Collected data:
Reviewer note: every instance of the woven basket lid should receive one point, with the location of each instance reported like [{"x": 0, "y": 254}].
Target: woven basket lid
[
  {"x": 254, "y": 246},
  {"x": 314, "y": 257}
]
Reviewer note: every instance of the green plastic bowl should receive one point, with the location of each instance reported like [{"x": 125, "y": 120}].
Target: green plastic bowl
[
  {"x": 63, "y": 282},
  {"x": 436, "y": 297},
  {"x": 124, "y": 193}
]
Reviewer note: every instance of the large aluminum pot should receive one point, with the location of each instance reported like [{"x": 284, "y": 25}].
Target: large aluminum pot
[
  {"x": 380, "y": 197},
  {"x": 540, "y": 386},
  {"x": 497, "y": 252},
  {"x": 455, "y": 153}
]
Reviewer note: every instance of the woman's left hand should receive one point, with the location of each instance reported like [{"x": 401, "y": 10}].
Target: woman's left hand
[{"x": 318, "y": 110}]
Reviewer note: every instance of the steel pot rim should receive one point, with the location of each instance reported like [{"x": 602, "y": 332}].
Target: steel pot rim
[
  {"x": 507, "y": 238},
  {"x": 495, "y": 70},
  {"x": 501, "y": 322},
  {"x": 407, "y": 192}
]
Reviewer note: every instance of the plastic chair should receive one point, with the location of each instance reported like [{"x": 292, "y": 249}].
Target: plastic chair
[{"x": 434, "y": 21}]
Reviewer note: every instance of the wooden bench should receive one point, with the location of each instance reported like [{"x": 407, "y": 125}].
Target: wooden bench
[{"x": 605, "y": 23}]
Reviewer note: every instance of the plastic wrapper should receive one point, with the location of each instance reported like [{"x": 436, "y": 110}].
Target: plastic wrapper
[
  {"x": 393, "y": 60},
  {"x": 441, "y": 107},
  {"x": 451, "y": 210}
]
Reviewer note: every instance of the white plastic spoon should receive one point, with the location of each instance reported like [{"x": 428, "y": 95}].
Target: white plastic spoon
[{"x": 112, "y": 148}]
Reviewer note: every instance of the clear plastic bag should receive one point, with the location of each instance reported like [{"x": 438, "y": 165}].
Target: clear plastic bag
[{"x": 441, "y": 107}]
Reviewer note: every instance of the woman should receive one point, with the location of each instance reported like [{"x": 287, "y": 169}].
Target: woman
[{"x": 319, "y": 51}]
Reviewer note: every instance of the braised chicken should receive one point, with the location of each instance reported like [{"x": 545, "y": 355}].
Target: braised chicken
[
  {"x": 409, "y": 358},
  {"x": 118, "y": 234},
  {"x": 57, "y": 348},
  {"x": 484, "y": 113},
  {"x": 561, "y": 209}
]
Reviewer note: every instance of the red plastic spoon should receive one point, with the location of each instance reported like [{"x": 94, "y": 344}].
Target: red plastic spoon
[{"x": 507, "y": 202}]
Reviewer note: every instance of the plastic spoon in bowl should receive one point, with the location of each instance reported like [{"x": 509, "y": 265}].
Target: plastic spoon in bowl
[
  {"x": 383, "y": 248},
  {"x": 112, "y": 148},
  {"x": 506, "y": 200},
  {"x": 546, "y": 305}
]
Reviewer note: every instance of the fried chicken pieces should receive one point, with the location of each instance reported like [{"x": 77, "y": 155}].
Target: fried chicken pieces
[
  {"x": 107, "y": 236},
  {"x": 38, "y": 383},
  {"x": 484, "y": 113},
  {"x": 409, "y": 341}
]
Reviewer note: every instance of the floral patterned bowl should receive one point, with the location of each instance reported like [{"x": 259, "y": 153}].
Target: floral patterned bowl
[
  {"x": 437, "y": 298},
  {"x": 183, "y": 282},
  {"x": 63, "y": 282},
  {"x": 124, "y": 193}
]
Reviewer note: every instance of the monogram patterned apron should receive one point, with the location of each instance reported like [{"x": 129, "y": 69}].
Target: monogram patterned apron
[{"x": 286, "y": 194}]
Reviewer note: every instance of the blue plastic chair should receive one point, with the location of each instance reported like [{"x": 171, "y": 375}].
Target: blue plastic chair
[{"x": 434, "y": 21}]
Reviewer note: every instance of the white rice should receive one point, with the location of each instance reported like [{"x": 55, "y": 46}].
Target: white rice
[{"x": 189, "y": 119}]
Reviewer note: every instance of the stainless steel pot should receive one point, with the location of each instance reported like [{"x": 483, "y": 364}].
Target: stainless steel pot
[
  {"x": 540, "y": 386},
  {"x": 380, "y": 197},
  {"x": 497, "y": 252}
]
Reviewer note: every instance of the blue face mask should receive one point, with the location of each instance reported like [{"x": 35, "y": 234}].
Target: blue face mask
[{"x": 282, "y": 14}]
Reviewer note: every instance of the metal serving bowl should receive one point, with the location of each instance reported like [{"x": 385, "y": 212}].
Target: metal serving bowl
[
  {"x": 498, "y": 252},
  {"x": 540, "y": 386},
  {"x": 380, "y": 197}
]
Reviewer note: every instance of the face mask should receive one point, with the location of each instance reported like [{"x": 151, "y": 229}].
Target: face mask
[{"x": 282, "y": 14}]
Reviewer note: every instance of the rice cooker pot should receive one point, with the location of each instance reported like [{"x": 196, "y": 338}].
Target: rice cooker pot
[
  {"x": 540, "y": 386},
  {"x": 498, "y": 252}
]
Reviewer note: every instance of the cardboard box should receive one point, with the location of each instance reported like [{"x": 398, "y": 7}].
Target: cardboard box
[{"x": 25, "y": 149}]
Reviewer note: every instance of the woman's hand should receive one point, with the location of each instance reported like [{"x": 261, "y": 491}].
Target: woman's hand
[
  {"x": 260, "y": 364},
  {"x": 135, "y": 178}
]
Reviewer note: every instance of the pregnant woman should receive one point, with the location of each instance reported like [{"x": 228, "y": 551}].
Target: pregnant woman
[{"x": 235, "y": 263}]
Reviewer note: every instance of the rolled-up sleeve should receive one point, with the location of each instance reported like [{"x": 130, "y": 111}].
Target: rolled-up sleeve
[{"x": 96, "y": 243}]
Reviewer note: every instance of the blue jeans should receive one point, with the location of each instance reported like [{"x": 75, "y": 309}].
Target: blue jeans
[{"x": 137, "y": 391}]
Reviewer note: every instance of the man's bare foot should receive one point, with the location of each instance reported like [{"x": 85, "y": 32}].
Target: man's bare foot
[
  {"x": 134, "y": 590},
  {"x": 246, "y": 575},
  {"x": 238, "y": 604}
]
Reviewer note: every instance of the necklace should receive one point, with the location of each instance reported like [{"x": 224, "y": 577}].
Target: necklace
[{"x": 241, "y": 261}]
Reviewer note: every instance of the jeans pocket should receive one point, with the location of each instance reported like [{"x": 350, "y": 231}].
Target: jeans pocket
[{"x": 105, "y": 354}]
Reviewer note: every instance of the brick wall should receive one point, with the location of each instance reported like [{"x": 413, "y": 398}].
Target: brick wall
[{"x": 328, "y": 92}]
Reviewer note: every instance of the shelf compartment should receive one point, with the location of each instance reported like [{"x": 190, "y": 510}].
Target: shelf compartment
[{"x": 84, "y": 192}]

TASK REQUIREMENTS:
Set the records above down again, exactly as they read.

EXERCISE OUTPUT:
Reviewer note: every instance of the woven basket lid should receive one point, with the location of each instance reported like [{"x": 0, "y": 254}].
Target: woven basket lid
[
  {"x": 254, "y": 246},
  {"x": 314, "y": 257}
]
Reviewer note: every instance of the green plastic bowl should receive one point, with the location of each instance reported like [{"x": 125, "y": 120}].
Target: green plastic bowl
[
  {"x": 63, "y": 282},
  {"x": 436, "y": 297},
  {"x": 124, "y": 193}
]
Reviewer note: every instance of the large aluminum pot should receive one point, with the location of each instance reported like [{"x": 284, "y": 25}].
Target: large aluminum pot
[
  {"x": 380, "y": 197},
  {"x": 540, "y": 386},
  {"x": 497, "y": 252},
  {"x": 455, "y": 153}
]
Reviewer note: every instance of the woman's left hand should receive one point, with the location of each instance reported like [{"x": 401, "y": 10}].
Target: woman's left hand
[{"x": 318, "y": 110}]
Reviewer note: every instance of the steel pot rim should receive one point, with the location of each instance reported like [{"x": 602, "y": 332}].
Target: steel pot rim
[
  {"x": 507, "y": 238},
  {"x": 495, "y": 70},
  {"x": 501, "y": 322},
  {"x": 407, "y": 192}
]
Reviewer note: every instance of the plastic chair should receive one point, with the location of each instance reported like [{"x": 292, "y": 249}].
Target: plastic chair
[{"x": 434, "y": 21}]
Reviewer note: every instance of the wooden bench should receive one point, with the location of each instance reported like [{"x": 407, "y": 125}].
Target: wooden bench
[{"x": 605, "y": 23}]
Reviewer note: every instance of the plastic wrapper should receive one point, with the location of each instance reported like [{"x": 436, "y": 110}].
Target: plastic wrapper
[
  {"x": 393, "y": 60},
  {"x": 441, "y": 107},
  {"x": 451, "y": 210}
]
Reviewer note: every instance of the white plastic spoon should receive one point, with the location of each instance reported like [{"x": 428, "y": 95}].
Target: white plastic spoon
[{"x": 112, "y": 148}]
Reviewer note: every instance of the clear plastic bag should receive one point, with the location of each instance reported like [{"x": 438, "y": 165}].
Target: clear plastic bag
[{"x": 441, "y": 107}]
Reviewer note: every instance of the woman should receive one point, with the location of each instance reported like [{"x": 287, "y": 169}].
Target: woman
[{"x": 319, "y": 51}]
Reviewer note: every instance of the braised chicken should receive one point, with the location of each instance reported like [{"x": 545, "y": 355}].
Target: braised chicken
[
  {"x": 409, "y": 358},
  {"x": 118, "y": 234},
  {"x": 57, "y": 348},
  {"x": 484, "y": 113},
  {"x": 561, "y": 209}
]
Reviewer note: every instance of the red plastic spoon should receive one point, with the location of each instance reported like [{"x": 94, "y": 344}].
Target: red plastic spoon
[{"x": 507, "y": 202}]
Reviewer note: every instance of the plastic spoon in bowl should receive one point, with the location of each instance reported like [{"x": 509, "y": 265}].
Target: plastic spoon in bowl
[
  {"x": 383, "y": 248},
  {"x": 112, "y": 148},
  {"x": 506, "y": 200},
  {"x": 546, "y": 305}
]
Reviewer note: every instance of the fried chicken pieces should receive one point, with the location of each instance reported like [{"x": 77, "y": 155}].
Target: fried chicken pieces
[
  {"x": 107, "y": 236},
  {"x": 38, "y": 383},
  {"x": 484, "y": 113},
  {"x": 409, "y": 341}
]
Reviewer note: every instance of the floral patterned bowl should receive one point, with the location of each instance reported like [{"x": 259, "y": 153}].
Target: floral patterned bowl
[
  {"x": 437, "y": 298},
  {"x": 183, "y": 282},
  {"x": 63, "y": 282},
  {"x": 124, "y": 193}
]
Reviewer note: every instance of the monogram patterned apron should receive one point, with the location of each instance reported like [{"x": 129, "y": 69}].
Target: monogram patterned apron
[{"x": 286, "y": 194}]
Reviewer note: every instance of the blue plastic chair should receive one point, with the location of each instance reported like [{"x": 171, "y": 375}].
Target: blue plastic chair
[{"x": 434, "y": 21}]
Reviewer note: every instance of the white rice should receive one point, with the location of each instance reported like [{"x": 55, "y": 46}].
Target: white rice
[{"x": 189, "y": 119}]
Reviewer note: every instance of the stainless steel pot should receive one point, with the location of each instance reported like [{"x": 483, "y": 364}].
Target: stainless steel pot
[
  {"x": 540, "y": 386},
  {"x": 380, "y": 197},
  {"x": 497, "y": 252}
]
Reviewer note: every instance of the blue face mask should receive one point, with the location of each instance reported like [{"x": 35, "y": 234}].
Target: blue face mask
[{"x": 282, "y": 14}]
Reviewer note: every instance of the metal serving bowl should receive one point, with the location of each instance reported like [{"x": 385, "y": 212}].
Target: metal serving bowl
[
  {"x": 498, "y": 252},
  {"x": 540, "y": 386},
  {"x": 380, "y": 197}
]
Reviewer note: every instance of the face mask should receive one point, with the location of each instance reported like [{"x": 151, "y": 229}].
Target: face mask
[{"x": 282, "y": 14}]
Reviewer note: every instance of the rice cooker pot should receive one point, with the location of each instance reported like [{"x": 196, "y": 338}].
Target: rice cooker pot
[
  {"x": 540, "y": 386},
  {"x": 498, "y": 252}
]
Reviewer note: every instance of the cardboard box should receive one point, with the location of each instance reported like [{"x": 398, "y": 7}].
Target: cardboard box
[{"x": 25, "y": 149}]
Reviewer note: every instance of the woman's hand should receive one point, with the location of each instance reported like [{"x": 261, "y": 491}].
Target: woman's hand
[
  {"x": 260, "y": 364},
  {"x": 135, "y": 178}
]
Reviewer note: every instance of the pregnant woman should receive one point, with the location of each instance reported like [{"x": 228, "y": 551}].
Target: pregnant woman
[{"x": 235, "y": 263}]
Reviewer note: every instance of the rolled-up sleeve should receive one point, with the location of each instance reported like [{"x": 130, "y": 111}].
Target: rolled-up sleeve
[{"x": 96, "y": 243}]
Reviewer note: every instance of the blue jeans should receive one point, with the location of each instance reported like [{"x": 75, "y": 309}].
Target: blue jeans
[{"x": 137, "y": 391}]
Reviewer note: every instance of the man's bare foot should receive one point, with the location of each instance reported like [{"x": 85, "y": 32}].
Target: man's bare foot
[
  {"x": 134, "y": 590},
  {"x": 246, "y": 575},
  {"x": 238, "y": 604}
]
Reviewer note: every instance of the necklace should receive one point, with the location of each instance reported like [{"x": 224, "y": 577}].
Target: necklace
[{"x": 241, "y": 261}]
Reviewer note: every instance of the jeans pocket should receive one point, with the location of each instance reported like [{"x": 350, "y": 231}].
Target: jeans pocket
[{"x": 105, "y": 354}]
Reviewer note: every instance of the brick wall should receive one point, with the location of each instance reported like [{"x": 413, "y": 398}].
Target: brick wall
[{"x": 328, "y": 92}]
Reviewer note: every instance of the shelf compartment should receive one point, with the location of each instance reported like [{"x": 190, "y": 510}].
Target: shelf compartment
[{"x": 84, "y": 192}]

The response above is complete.